**GOAL OF THE EXERCISE**
Every line from the one with "Target: tree bark" to the end of the data needs to be copied exactly, and no line before it.

Stored items from a collection
————

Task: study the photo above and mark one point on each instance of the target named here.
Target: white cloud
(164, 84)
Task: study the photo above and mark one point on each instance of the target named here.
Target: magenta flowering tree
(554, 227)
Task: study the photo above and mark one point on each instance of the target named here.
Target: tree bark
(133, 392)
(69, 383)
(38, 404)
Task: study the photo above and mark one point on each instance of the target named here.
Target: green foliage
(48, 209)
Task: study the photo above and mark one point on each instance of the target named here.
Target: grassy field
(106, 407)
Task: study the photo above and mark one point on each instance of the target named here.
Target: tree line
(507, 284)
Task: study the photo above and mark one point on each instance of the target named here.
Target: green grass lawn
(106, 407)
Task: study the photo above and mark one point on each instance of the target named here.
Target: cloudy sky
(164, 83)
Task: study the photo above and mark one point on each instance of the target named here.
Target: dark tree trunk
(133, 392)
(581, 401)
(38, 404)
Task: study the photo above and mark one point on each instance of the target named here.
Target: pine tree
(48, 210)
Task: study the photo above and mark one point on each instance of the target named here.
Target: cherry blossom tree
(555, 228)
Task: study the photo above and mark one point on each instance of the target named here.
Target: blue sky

————

**RESPONSE AREA**
Target: tree bark
(133, 392)
(69, 383)
(38, 404)
Task: study the photo above and mark one point on each instance of the target named here.
Target: green foliage
(48, 209)
Task: study the photo above and mark one point on each instance of the target named here.
Target: grassy field
(106, 407)
Task: study the photo above and mark one point on each instance of the target named here.
Target: tree line
(507, 284)
Task: study the photo above and mark one point on each instance of the target named here.
Target: green grass lawn
(106, 407)
Task: study the photo above and mark one point on each instance of the target named here.
Target: cloudy sky
(164, 83)
Task: study the photo above and mark one point on each instance of the target named here.
Target: dark tree trunk
(133, 392)
(581, 401)
(38, 404)
Task: study the photo above and mark one point on each instance of the target named here.
Target: pine tree
(48, 210)
Task: study the photo above and mark one point on each instance of the target named here.
Target: cherry blossom tree
(555, 228)
Task: study the photo above and mark one point on each instance of the target named here.
Target: blue sky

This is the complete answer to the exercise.